#### Document excerpt:

'''

Chronological Thread 
  • From: David Farmer <>
  • To: John Kristoff <>
  • Cc: NTAC <>, "" <>, "" <>
  • Subject: Re: [NTAC] Critical DNS Infrastructure
  • Date: Mon, 3 Feb 2020 12:57:30 -0600


On Mon, Feb 3, 2020 at 9:00 AM John Kristoff <> wrote:
On Tue, 28 Jan 2020 22:21:06 +0000
David Farmer <> wrote:

> What is our goal for the R&E network regarding DNS Infrastructure?

I don't really understand why this is becoming such a big deal or even
a question worth asking.  Where is this coming from?  Why DNS? 

Kind of why I asked the question.
 
My view
of this may be different, but I don't easily separate the Internet2 R&E
network from other connections we have.  It is just another path, a
nice one, to a subset of reachable IP addresses.

In general, don't disagree with this view. However there is one difference, the R&E table is frequently local preferenced higher than other commodity Internet paths. In most cases, this works well. But in the case of anycast prefixes, this may not always work so good, especially if the anycast instance is in Europe, Asian Pac, or Africa. There are usually anycast instances in North America, available over commodity Internet paths, even if they aren't in the R&E table. 
 
> Suggested Todo list;

* Come up with well defined research questions and try to answer them.

Not to be completely down on this work, but these seem like potentially
interesting research questions here.  Seems like the research has been
largely anecdotal and conjecture so far however.

I've mostly been thinking about this from an operational perspective, not a research one.

'''

#### What this exercise asks:
a - Reproduce the DNS email thread starting with "In general, don't" and going on through "so far however.", renaming "commodity Internet" to "commercial Internet" each time it appears.
b - Continue the DNS email thread from its final sentence.
The entries play no part in this exercise.

#### Saved items:
'''

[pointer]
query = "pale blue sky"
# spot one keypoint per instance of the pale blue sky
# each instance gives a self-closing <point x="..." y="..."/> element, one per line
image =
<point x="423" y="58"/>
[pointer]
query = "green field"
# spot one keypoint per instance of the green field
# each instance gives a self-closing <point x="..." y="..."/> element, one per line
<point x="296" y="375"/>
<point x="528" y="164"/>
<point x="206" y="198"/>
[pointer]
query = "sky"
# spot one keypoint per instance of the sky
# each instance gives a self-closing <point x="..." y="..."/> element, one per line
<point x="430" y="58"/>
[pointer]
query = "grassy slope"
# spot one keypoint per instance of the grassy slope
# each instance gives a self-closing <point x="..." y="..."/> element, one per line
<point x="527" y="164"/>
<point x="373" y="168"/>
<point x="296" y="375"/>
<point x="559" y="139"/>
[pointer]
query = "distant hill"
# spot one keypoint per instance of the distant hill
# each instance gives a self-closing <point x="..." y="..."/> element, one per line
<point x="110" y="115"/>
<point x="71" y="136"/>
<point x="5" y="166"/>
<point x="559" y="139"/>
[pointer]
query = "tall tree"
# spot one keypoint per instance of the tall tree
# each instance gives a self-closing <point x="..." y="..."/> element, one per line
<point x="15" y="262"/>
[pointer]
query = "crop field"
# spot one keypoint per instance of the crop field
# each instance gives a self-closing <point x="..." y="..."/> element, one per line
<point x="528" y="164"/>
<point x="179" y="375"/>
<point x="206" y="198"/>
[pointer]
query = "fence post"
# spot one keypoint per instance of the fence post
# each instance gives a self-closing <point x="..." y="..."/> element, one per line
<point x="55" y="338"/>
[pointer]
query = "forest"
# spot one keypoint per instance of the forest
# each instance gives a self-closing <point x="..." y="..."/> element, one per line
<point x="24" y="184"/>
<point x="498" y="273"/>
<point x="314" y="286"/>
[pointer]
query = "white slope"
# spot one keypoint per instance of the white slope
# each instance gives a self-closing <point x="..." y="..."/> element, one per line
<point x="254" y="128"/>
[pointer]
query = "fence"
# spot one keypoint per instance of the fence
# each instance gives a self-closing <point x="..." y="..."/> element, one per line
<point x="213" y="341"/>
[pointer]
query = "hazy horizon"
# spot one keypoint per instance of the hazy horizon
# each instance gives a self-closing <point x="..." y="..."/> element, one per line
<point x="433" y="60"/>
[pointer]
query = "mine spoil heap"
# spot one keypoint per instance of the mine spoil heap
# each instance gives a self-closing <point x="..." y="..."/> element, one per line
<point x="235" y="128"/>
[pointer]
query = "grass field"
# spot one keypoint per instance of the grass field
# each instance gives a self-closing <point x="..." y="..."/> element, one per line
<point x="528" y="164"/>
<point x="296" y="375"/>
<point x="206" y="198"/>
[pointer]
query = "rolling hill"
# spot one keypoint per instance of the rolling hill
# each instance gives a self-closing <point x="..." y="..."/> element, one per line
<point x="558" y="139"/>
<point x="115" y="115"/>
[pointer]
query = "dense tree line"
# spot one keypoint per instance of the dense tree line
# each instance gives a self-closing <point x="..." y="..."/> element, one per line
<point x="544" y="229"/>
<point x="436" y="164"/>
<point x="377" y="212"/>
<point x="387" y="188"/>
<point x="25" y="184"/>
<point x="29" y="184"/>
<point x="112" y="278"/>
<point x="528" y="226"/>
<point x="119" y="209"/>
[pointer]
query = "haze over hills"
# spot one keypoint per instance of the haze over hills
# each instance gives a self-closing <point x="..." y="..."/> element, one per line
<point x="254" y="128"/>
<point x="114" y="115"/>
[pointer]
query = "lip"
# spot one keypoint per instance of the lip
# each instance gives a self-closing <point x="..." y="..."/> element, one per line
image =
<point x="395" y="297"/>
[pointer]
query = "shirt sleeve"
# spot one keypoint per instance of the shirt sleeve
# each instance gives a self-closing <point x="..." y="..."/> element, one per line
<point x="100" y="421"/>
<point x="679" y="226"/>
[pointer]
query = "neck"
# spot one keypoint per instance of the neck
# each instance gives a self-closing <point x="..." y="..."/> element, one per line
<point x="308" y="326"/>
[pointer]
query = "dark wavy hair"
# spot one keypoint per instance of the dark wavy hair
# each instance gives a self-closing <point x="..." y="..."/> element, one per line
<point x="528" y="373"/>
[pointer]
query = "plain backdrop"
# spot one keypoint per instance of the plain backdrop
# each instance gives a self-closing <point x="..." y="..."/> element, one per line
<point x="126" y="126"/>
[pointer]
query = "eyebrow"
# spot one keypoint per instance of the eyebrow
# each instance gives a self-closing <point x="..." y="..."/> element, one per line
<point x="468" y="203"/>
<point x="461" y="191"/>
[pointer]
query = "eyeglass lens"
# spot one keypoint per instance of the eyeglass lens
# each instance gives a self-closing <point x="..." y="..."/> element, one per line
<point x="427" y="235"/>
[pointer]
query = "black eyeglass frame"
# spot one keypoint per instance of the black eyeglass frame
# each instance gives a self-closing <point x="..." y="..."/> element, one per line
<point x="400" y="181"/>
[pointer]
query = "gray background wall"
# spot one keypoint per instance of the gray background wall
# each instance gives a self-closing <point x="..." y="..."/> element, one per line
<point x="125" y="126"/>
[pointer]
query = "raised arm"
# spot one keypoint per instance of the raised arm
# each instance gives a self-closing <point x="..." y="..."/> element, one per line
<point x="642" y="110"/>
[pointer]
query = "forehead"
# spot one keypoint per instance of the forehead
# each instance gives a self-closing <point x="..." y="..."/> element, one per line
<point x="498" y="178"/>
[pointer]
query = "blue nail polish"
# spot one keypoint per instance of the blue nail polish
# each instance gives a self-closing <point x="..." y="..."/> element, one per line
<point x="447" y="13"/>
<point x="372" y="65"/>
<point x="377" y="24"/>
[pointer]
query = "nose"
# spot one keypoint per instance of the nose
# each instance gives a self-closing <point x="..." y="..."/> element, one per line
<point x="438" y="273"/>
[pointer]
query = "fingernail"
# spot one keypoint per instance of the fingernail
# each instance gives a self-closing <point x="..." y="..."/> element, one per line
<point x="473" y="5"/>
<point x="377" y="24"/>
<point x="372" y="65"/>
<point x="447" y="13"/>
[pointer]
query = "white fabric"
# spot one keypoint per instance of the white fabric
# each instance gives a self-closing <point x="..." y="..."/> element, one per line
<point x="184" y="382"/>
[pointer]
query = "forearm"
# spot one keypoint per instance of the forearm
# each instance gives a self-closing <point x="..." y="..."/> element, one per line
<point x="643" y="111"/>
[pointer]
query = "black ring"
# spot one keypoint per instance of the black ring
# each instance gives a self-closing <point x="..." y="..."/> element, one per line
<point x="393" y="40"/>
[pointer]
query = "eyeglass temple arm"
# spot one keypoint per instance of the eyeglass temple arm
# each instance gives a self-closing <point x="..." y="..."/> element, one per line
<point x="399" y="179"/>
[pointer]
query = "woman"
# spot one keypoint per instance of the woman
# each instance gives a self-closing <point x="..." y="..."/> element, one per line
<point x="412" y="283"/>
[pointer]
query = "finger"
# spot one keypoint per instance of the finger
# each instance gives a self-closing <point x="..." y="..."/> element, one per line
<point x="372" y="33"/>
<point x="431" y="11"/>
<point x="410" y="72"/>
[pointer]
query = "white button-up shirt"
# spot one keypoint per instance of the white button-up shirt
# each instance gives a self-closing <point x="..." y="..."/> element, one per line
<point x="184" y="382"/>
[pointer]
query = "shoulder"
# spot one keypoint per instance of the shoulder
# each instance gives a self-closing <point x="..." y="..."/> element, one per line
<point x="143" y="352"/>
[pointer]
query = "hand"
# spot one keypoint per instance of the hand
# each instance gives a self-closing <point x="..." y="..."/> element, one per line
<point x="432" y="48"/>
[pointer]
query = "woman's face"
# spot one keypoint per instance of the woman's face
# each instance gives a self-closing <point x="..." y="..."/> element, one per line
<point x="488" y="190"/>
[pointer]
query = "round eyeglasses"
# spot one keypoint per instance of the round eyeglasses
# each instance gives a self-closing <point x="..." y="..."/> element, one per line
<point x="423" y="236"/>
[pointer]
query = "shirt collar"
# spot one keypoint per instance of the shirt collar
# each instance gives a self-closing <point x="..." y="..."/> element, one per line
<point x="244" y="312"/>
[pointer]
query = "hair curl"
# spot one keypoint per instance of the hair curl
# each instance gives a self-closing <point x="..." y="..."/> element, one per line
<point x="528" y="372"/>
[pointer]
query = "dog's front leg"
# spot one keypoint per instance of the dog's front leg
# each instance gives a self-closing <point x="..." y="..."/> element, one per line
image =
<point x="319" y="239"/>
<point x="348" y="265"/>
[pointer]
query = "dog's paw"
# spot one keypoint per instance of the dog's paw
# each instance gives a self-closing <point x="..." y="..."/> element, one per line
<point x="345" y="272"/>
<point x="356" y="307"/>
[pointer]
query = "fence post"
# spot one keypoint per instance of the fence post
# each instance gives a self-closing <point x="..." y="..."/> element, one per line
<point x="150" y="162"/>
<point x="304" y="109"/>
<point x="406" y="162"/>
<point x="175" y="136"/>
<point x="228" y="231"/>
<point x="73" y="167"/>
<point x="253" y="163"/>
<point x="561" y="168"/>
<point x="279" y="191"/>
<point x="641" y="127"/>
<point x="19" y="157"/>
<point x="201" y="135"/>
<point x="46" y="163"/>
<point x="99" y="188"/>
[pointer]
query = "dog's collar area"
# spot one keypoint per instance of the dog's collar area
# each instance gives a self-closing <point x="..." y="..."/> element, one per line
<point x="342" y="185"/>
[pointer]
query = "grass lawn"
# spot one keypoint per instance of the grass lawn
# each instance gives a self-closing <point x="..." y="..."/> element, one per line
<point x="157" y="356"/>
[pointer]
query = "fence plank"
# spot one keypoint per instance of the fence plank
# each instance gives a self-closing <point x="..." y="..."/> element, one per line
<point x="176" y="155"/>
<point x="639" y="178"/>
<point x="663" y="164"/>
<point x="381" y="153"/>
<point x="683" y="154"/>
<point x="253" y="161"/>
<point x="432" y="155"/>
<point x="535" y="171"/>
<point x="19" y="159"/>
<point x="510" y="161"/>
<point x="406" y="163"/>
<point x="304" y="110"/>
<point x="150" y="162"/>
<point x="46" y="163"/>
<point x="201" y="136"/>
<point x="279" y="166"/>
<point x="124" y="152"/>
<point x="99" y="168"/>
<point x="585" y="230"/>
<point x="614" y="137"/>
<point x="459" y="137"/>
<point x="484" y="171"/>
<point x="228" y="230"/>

'''

#### Outputs by task:
a -
In general, don't disagree with this view. However there is one difference, the R&E table is frequently local preferenced higher than other commercial Internet paths. In most cases, this works well. But in the case of anycast prefixes, this may not always work so good, especially if the anycast instance is in Europe, Asian Pac, or Africa. There are usually anycast instances in North America, available over commercial Internet paths, even if they aren't in the R&E table. 
 
> Suggested Todo list;

* Come up with well defined research questions and try to answer them.

Not to be completely down on this work, but these seem like potentially
interesting research questions here.  Seems like the research has been
largely anecdotal and conjecture so far however.

b -
I started with the hypothesis that maybe we don't want any anycast prefixes in the R&E table.  Others pushed back on that saying that the existence of these services in the R&E Table has saved their bacon so to speak. 

Based on the analysis I've done, now I'm much less worried at least about Root DNS Anycast, there seem to be sufficient North American instances, and a couple of non-North American instances shouldn't be a performance issue and they could provide additional resiliency. 

Then based on discussions I expanded from Root DNS to TLDs as well.

Honestly, I'm not sure what our goal should be, especially for the R&E table, but at a minimum, I think I2PX should peer with as much DNS Infrastructure as possible.

But if our goal is, as some have articulated, for a campus to be survivable with only the R&E table, then we probably need Reverse DNS, and a few other TLDs, that are not currently available in the R&E table. I'm not convinced this is necessary, but I didn't feel I could summarily dismiss the idea either.  So, I decided to look at what it would take.

I'd be interested in more comments, thanks.